Saved entries
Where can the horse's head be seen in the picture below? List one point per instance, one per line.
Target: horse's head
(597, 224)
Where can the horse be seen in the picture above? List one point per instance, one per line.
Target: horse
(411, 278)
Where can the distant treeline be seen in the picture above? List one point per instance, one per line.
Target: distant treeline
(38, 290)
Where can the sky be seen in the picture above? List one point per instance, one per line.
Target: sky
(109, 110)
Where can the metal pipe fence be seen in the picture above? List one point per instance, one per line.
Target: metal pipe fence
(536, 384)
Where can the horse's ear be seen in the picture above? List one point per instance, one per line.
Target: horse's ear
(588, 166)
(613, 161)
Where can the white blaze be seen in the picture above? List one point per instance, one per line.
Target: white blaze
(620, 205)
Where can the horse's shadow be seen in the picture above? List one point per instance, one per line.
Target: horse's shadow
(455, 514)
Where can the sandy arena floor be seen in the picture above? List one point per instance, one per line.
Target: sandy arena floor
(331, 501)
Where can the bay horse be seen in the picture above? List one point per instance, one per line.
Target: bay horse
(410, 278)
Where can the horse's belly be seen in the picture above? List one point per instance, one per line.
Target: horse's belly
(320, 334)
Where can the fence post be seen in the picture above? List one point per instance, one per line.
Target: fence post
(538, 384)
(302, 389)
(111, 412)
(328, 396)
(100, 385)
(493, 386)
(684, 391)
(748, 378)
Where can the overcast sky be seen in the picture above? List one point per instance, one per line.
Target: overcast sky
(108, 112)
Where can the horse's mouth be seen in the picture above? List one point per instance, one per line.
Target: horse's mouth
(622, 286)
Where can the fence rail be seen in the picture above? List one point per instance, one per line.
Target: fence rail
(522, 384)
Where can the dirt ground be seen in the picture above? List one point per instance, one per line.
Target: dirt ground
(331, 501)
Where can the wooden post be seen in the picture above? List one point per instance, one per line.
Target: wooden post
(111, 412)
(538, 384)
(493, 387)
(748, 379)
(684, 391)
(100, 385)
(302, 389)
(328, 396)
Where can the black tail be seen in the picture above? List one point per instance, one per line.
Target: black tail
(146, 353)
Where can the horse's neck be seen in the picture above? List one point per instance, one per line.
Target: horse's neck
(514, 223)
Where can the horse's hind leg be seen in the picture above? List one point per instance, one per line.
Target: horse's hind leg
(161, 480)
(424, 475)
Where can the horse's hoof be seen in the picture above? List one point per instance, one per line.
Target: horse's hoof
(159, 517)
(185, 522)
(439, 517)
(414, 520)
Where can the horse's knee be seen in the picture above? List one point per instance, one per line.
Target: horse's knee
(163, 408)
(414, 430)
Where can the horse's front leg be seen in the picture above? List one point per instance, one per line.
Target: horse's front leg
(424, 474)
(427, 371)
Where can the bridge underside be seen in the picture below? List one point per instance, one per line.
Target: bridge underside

§ EXERCISE OBJECTIVE
All of the entries should be repeated word for word.

§ REPLY
Where can the horse's head be seen in the picture below? List one point per instance, one per line.
Target: horse's head
(597, 224)
Where can the horse be seen in the picture above? List one point per instance, one per line.
Target: horse
(411, 278)
Where can the distant treeline be seen in the picture above? List one point per instance, one per line.
Target: distant treeline
(38, 290)
Where can the sky be seen in the picture above? List one point per instance, one per line.
Target: sky
(109, 110)
Where can the metal pipe fence be seen in the picture above? List one point per instance, one per line.
Target: metal pipe fence
(536, 384)
Where can the horse's ear be seen in the picture above? List one point per instance, one per line.
Target: horse's ear
(588, 166)
(613, 161)
Where can the white blaze be seen in the picture above? List one point per instance, one per line.
Target: white blaze
(620, 205)
Where can the horse's shadow be seen in the picture above? List one point per instance, one per line.
Target: horse's shadow
(455, 514)
Where can the sandy arena floor be seen in the picture above? List one point per instance, one per line.
Target: sandy arena floor
(331, 501)
Where can the bay horse be seen in the picture above? List one point per instance, one per line.
Target: bay horse
(410, 278)
Where can the horse's belly be seen in the picture above? List one point per instance, one per line.
Target: horse's belly
(320, 334)
Where can the fence post be seen in the picture above? List one point per instance, one per line.
Target: fence post
(538, 384)
(302, 389)
(111, 412)
(328, 396)
(100, 385)
(493, 386)
(684, 391)
(748, 378)
Where can the overcast sky be seen in the picture above? List one point per instance, one per line.
Target: overcast sky
(108, 112)
Where can the horse's mouth be seen in the picture above? List one point per instance, one per line.
Target: horse's mouth
(622, 286)
Where can the fence rail be seen in the picture above? List one point per instance, one per line.
Target: fence rail
(522, 384)
Where can the dirt ground be seen in the picture above? List one point per instance, one per line.
Target: dirt ground
(331, 501)
Where can the wooden post be seen in the picture above? List one point per instance, one per line.
Target: wooden post
(111, 412)
(538, 384)
(493, 387)
(748, 379)
(684, 391)
(100, 385)
(302, 389)
(328, 396)
Where can the black tail be seen in the picture above? List one point per instance, one per line.
Target: black tail
(146, 353)
Where can the horse's neck be seen in the picture above? List one point per instance, one per line.
Target: horse's neck
(514, 223)
Where can the horse's hind leg be seen in the picture above? List one point per instance, one per line.
Target: horse's hind leg
(161, 480)
(424, 475)
Where can the horse's hoof be seen in the picture above? List one point per instance, one per line.
Target: horse's hoof
(159, 517)
(185, 522)
(439, 517)
(414, 520)
Where can the horse's knee be seen in the picture above? List one point per instance, one per line.
Target: horse's knee
(163, 408)
(414, 430)
Where can the horse's front leg be seen in the picture above? List one point per instance, one per line.
Target: horse's front leg
(424, 474)
(427, 371)
Where can the bridge underside be seen in the picture below? List one point per instance, one per line.
Target: bridge underside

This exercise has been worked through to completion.